▼▼▼

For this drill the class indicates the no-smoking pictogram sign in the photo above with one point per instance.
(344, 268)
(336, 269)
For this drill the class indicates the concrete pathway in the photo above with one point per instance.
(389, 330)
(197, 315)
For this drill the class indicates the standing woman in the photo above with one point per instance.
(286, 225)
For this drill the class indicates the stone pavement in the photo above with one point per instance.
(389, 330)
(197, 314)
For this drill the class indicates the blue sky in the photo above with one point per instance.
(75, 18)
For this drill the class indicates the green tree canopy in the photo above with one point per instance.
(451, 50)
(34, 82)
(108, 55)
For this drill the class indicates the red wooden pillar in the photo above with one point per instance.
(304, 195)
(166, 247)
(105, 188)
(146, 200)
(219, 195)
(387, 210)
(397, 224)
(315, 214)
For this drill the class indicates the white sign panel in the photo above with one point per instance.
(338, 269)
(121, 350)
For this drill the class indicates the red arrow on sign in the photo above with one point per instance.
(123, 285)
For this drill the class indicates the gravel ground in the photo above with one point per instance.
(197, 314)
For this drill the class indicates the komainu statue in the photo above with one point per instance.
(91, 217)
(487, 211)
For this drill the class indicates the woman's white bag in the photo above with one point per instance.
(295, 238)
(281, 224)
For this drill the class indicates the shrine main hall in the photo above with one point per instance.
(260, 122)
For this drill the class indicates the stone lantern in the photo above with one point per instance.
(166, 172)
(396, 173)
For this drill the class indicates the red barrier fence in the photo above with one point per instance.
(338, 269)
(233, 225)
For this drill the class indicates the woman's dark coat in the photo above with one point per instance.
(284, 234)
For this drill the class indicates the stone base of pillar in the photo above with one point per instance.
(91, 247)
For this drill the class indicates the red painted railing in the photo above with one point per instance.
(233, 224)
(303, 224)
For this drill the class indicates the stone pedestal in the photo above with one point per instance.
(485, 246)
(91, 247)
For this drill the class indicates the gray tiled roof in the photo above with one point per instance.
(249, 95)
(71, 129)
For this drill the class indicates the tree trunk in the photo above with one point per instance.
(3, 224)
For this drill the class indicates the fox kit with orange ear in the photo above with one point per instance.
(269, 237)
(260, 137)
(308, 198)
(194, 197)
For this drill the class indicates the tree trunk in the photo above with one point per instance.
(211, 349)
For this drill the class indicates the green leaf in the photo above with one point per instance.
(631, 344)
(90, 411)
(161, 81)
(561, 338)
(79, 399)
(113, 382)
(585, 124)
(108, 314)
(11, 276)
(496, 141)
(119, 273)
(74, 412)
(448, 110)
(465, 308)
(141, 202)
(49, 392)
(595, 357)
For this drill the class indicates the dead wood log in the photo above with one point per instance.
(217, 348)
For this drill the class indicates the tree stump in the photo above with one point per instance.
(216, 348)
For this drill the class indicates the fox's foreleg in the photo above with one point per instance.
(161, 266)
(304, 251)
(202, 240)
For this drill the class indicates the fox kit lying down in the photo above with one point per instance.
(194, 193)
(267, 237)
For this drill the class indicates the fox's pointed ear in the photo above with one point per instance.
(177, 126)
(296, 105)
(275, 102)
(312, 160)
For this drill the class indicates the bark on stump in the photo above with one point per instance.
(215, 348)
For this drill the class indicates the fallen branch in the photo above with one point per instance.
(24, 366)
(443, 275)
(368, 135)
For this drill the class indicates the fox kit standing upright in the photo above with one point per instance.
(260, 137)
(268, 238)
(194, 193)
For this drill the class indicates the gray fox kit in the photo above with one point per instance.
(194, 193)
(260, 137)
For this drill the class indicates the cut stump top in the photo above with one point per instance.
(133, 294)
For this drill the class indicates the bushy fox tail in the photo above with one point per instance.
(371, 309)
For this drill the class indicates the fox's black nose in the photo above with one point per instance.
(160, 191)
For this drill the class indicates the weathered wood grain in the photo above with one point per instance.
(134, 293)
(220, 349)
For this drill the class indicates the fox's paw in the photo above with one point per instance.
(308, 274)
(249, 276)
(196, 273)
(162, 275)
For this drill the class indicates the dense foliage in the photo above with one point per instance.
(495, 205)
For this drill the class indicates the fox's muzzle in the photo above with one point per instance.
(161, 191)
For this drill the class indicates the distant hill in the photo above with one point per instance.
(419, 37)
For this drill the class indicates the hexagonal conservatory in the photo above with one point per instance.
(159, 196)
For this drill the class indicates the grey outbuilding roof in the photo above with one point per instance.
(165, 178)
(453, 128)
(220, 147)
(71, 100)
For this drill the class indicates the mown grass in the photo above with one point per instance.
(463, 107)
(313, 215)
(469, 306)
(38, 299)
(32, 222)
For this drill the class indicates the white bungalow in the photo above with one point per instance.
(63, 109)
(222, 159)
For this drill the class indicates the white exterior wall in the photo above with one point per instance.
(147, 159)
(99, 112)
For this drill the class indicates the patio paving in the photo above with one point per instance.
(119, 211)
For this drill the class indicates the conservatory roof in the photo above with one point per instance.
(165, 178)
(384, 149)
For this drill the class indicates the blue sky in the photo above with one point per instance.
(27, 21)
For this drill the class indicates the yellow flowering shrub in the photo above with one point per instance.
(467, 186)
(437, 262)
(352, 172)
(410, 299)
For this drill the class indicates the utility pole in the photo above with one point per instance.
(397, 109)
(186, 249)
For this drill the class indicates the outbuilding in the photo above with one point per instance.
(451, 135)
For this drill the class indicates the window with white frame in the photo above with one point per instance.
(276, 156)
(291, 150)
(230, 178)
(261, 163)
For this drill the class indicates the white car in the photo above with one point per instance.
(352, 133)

▲▲▲

## TASK DESCRIPTION
Write the data back out verbatim.

## REPLY TO THE TASK
For this drill the class indicates the no-smoking pictogram sign in the photo above with one point per instance.
(344, 268)
(336, 269)
For this drill the class indicates the concrete pathway in the photo above with one point per instance.
(389, 330)
(197, 315)
For this drill the class indicates the standing woman in the photo above with one point per instance.
(286, 225)
For this drill the class indicates the stone pavement in the photo above with one point per instance.
(389, 330)
(197, 314)
For this drill the class indicates the blue sky in the photo above with one point per instance.
(75, 18)
For this drill the class indicates the green tree canopy in the photo above with one point per instance.
(451, 50)
(34, 82)
(108, 55)
For this drill the class indicates the red wooden pillar in the photo above with one point per instance.
(304, 195)
(166, 247)
(105, 188)
(146, 200)
(219, 195)
(387, 210)
(397, 224)
(315, 214)
For this drill the class indicates the white sign panel in the photo above with one point per instance.
(338, 269)
(121, 350)
For this drill the class indicates the red arrow on sign in the photo above with one point per instance.
(123, 285)
For this drill the class indicates the gravel ground in the photo above with one point per instance.
(197, 314)
For this drill the class indicates the komainu statue in the photo above with one point per instance.
(91, 217)
(487, 211)
For this drill the class indicates the woman's white bag in the photo above with one point per instance.
(295, 238)
(281, 224)
For this drill the class indicates the shrine main hall in the photo above with one point per instance.
(260, 122)
For this drill the class indicates the stone lantern in the photo above with one point per instance.
(166, 172)
(396, 173)
For this drill the class indicates the red barrier fence in the photo above with one point per instance.
(338, 269)
(233, 225)
For this drill the class indicates the woman's dark coat in the photo above with one point per instance.
(284, 234)
For this drill the class indicates the stone base of pillar in the photo above with one point per instance.
(91, 247)
For this drill the class indicates the red painted railing in the photo above with one point per instance.
(233, 224)
(303, 224)
For this drill the class indicates the stone pedestal in the photo above with one point per instance.
(485, 246)
(91, 247)
For this drill the class indicates the gray tiled roof in the photo above with one point per instance.
(249, 95)
(71, 129)
For this drill the class indicates the tree trunk in the photo above with one point per instance.
(3, 224)
For this drill the class indicates the fox kit with orange ear in the photo above with one point per instance.
(269, 237)
(260, 137)
(308, 198)
(194, 197)
For this drill the class indicates the tree trunk in the photo above with one point per instance.
(211, 349)
For this drill the class indicates the green leaf in the photo above with one point per instance.
(631, 344)
(90, 411)
(161, 81)
(561, 338)
(79, 399)
(113, 382)
(585, 124)
(108, 314)
(11, 276)
(496, 141)
(119, 273)
(74, 412)
(448, 110)
(465, 308)
(141, 202)
(49, 392)
(595, 357)
For this drill the class indicates the dead wood log in the photo above with one point per instance.
(217, 348)
For this drill the class indicates the tree stump in the photo above with one point per instance.
(216, 348)
For this drill the class indicates the fox's foreleg in the photo above with one point per instance.
(161, 266)
(304, 251)
(202, 240)
For this drill the class indicates the fox kit lying down in the photo above with one point per instance.
(194, 193)
(267, 237)
For this drill the class indicates the fox's pointed ear in the photo above with one point per instance.
(177, 126)
(296, 105)
(275, 102)
(312, 160)
For this drill the class indicates the bark on stump in the photo above with one point per instance.
(215, 348)
For this drill the class indicates the fallen branch in the photo above with one point per instance.
(24, 366)
(443, 275)
(368, 135)
For this drill the class indicates the fox kit standing upright in the photo above with one point per instance.
(260, 137)
(268, 238)
(194, 193)
For this drill the class indicates the gray fox kit in the photo above with one point per instance.
(194, 193)
(260, 137)
For this drill the class indicates the cut stump top in the photo above with one point per instance.
(133, 294)
For this drill the class indicates the bushy fox tail in the photo above with one point per instance.
(371, 309)
For this drill the class indicates the fox's black nose in the photo above with one point per instance.
(160, 191)
For this drill the class indicates the weathered wood grain in the photo above with one point per instance.
(134, 293)
(220, 349)
For this drill the class indicates the fox's paw in the photo above with one point per instance.
(308, 274)
(249, 276)
(196, 273)
(162, 275)
For this drill the class indicates the dense foliage in the photo above with one point per instance.
(495, 205)
For this drill the class indicates the fox's muzzle in the photo above with one point per instance.
(161, 191)
For this drill the class indicates the distant hill in the photo above with one point per instance.
(419, 37)
For this drill the class indicates the hexagonal conservatory in the photo above with one point per instance.
(159, 196)
For this drill the class indicates the grey outbuilding roof in the photo above with one point per instance.
(165, 178)
(453, 128)
(220, 147)
(71, 100)
For this drill the class indicates the mown grass in the photo above with one point per instance.
(463, 107)
(313, 215)
(469, 306)
(38, 299)
(32, 222)
For this drill the class indicates the white bungalow in the photo above with one point per instance.
(63, 109)
(222, 159)
For this drill the class indicates the white exterior wall in the photo above with one point per instance.
(147, 159)
(99, 112)
For this drill the class indicates the patio paving in the photo above with one point per instance.
(119, 211)
For this drill the class indicates the conservatory roof in the photo above with one point per instance.
(165, 178)
(384, 149)
For this drill the class indicates the blue sky in the photo above with one point per instance.
(27, 21)
For this drill the class indicates the yellow flowering shrub in the photo above with one point per instance.
(467, 186)
(437, 262)
(352, 172)
(410, 299)
For this drill the class indicates the utility pole in the photo above with one point per instance.
(397, 109)
(186, 249)
For this drill the class indicates the outbuilding in the photo above with one point per instance.
(451, 135)
For this drill the class indicates the window with white frame in the photo above with one point per instance.
(276, 156)
(291, 150)
(230, 178)
(261, 163)
For this drill the class indicates the white car in the photo above with one point per instance.
(352, 133)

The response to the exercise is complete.